### Passage provided:
——————————

Story.

How's life so far?

How's life so far?
Pande Muliada
Pande Muliada

Been a while since I write something for my dusty site, this may become a reflection for my self in future, just like journal of what’s on my mind at the moment. It’s messy, without editing process, so yeah, it is what it is, yes it’s for you myself in the future, you might feel embarrassed reading this, bear with it hahaha.

While I was in college, I realize life is not just about getting all the happy stuff — we cannot be all happy all the time. In college, I was thinking that life will be much easier after I finish my college. I mean it does get easier — no more paperwork at least hahaha. But it getting easier with another… ekhem, let’s just call it responsibility.

I have a stable job as software engineer since second semester in college, thanks to my mentor, I start earlier than my friends on same age and I feel grateful for that. As time goes by on that job, I also meet many people, I learn much things from people that their age gap is much older than me, about how’s life at their age. I got something like “future previews” of what’s coming hahaha. Thanks for that so I know earlier what should I do next but yeah, I feels a bit scared — more like another pressure is coming — sooner or later — even if I don’t want it.

——————————

### Available data:
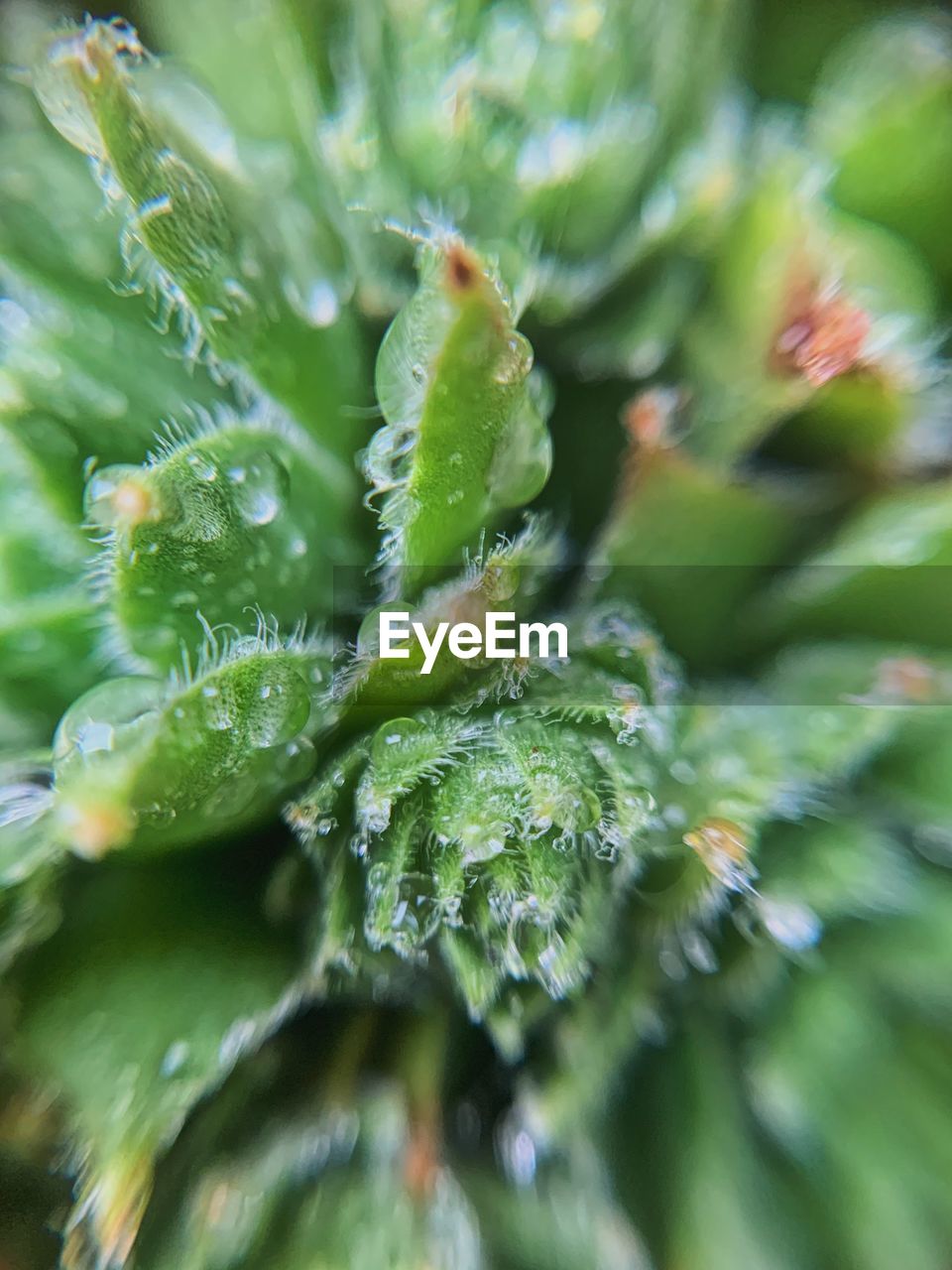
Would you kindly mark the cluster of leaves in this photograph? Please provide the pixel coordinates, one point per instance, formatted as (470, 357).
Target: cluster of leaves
(308, 957)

——————————

### Set of tasks:
- a) Please quote every clause in the post about life after college that ends with "hahaha".
- b) Write the next part of the post about life after college, picking up right after its last sentence.
The listing above comes from a separate source and has no connection to the post about life after college.

### The answers:
- a)
- "bear with it hahaha"
- "no more paperwork at least hahaha"
- "I got something like “future previews” of what’s coming hahaha"

- b)
In short, as we geting old, our time getting short, your goals deadline is coming and we got more responsibilities instead haha. It start from only responsible for yourself, then continue to paid the bills, the water, the electricity, the shitty tons of food your body need. Maybe you even need responsible for your parent, The fucking taxes and its corruption!!!! Then start socializing on society — since we cannot live alone, blah blah blah. I realize sooner or later we’ll get there.

It’s always funny to exchange this joke with my friends on hangout

“Om om yang bayar tagihan listrik itu adalah kita sekarang”

“Om om yang bayar kos itu adalah kita sekarang”

Lol, it’s always funny hear those lines hahhaha

The thing is you cannot just disband those things, I mean to be blunt you can just throw it away then live your life without any responsibilities, but would you do it?

I think I wouldn’t, cause that’s life isn’t it?

As we level up (I mean grow older — I’m just trying to make it sound cool using a gaming analogy), the difficulties also get harder. As we learn, we gain more experience, unlock new skill sets, and then level up again. It might not be as easy as it sounds — each level has its own challenges — but you get the point. In the end, we’ll look back and see how far we’ve come on our journey.

At least for now what I think of life. It’s worth to live in

So “How’s life so far?”

Life has been good, I’ve learned a lot of things.

Life has been suck, I still need to learn many more.

Life has been good, I got money.

Life has been suck, I need more money… fuck.

Life has been good, I met so many people.

Life has been suck, I met so many people.

Life has been good, I made my parents smile.

Life has been suck, I made my parents sad.

Life has been good, I’m happy being myself.

Life has been suck, I hate myself sometimes.

Did I regret it? Of course dumbass, no one in this world didn’t regret a single thing.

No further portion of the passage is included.